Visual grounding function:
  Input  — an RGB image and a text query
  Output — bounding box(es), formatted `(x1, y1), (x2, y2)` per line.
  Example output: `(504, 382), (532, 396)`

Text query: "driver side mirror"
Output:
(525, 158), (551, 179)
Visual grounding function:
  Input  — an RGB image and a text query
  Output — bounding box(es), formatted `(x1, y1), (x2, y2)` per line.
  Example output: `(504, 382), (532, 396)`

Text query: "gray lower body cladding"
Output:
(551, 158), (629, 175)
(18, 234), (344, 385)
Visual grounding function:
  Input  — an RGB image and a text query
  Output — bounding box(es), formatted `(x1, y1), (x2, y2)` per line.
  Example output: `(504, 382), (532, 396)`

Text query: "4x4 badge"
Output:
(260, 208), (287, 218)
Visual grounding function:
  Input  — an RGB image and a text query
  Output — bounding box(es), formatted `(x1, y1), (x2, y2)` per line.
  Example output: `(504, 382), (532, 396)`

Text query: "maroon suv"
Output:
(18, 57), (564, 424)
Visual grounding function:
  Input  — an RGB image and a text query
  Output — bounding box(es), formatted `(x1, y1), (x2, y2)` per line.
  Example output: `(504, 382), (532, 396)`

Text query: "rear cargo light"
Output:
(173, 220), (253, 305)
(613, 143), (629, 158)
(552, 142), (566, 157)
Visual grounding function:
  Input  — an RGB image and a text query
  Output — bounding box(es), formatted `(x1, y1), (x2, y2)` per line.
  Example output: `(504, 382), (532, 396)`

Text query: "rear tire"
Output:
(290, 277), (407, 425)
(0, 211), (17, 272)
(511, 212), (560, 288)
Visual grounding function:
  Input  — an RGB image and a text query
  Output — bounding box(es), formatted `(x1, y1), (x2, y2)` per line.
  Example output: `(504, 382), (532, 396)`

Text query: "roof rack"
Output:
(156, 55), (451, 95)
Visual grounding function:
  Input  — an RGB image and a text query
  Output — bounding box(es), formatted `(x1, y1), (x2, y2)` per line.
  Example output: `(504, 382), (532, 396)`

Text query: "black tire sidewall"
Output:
- - - - - - -
● **Exercise task**:
Format all of the data above as a numbered list with one entry per line, and drop the blank lines.

● **Result for this exercise**:
1. Visual grounding function:
2.   Input  — an RGB image and a text query
3.   Output — bounding box(es), formatted `(x1, y1), (x2, y2)` per line.
4.   Example output: `(504, 382), (532, 396)`
5. Text query: "driver side mirror"
6. Output:
7. (525, 158), (551, 179)
8. Visual grounding function:
9.   Input  — an RGB image and a text query
10.   Output — bounding box(es), formatted `(x1, y1), (x2, y2)` per line.
11.   Example output: `(504, 382), (532, 396)`
12. Text query: "gray lower body cladding"
13. Output:
14. (551, 158), (629, 175)
15. (18, 234), (344, 385)
16. Visual grounding function:
17.   Input  — an RGB image and a text query
18.   Output — bounding box(es), formatted `(x1, y1), (x2, y2)` per line.
19.   Example output: `(504, 382), (532, 396)`
20. Text query: "4x4 badge"
21. Output:
22. (260, 208), (287, 218)
23. Visual grounding function:
24.   Input  — an RGB image and a text query
25.   Output — bounding box(es), formatted `(x1, y1), (x2, y2)` per line.
26.   Example output: `(504, 382), (532, 396)`
27. Text query: "maroon suv"
28. Output:
29. (18, 57), (564, 424)
30. Visual grounding function:
31.   Input  — an RGB image and a text query
32.   Output — bounding box(es), formatted `(x1, y1), (x2, y2)` per line.
33.   Example output: `(504, 382), (532, 396)`
34. Text query: "rear cargo light"
35. Output:
36. (173, 220), (253, 305)
37. (613, 143), (629, 158)
38. (552, 142), (566, 157)
39. Visual grounding function:
40.   Input  — an RGB image and a text query
41.   Output — bounding box(es), formatted `(x1, y1), (x2, y2)` per line.
42.   Example output: `(504, 382), (532, 396)`
43. Text query: "rear tire"
44. Output:
45. (290, 277), (407, 425)
46. (0, 211), (17, 272)
47. (511, 212), (560, 288)
48. Visual grounding function:
49.   Input  — an RGB image and a text query
50.   Output — bounding box(es), formatted `(x1, y1), (x2, y2)` per line.
51.   Example output: `(504, 382), (532, 396)`
52. Text query: "roof rack"
53. Output:
54. (156, 55), (451, 95)
55. Visual grounding function:
56.   Input  — an RGB image and a text query
57.   Output — bounding box(es), formatted `(x1, y1), (x2, y2)` per line.
58.   Example output: `(504, 382), (532, 396)`
59. Text query: "black tire sidewall"
60. Output:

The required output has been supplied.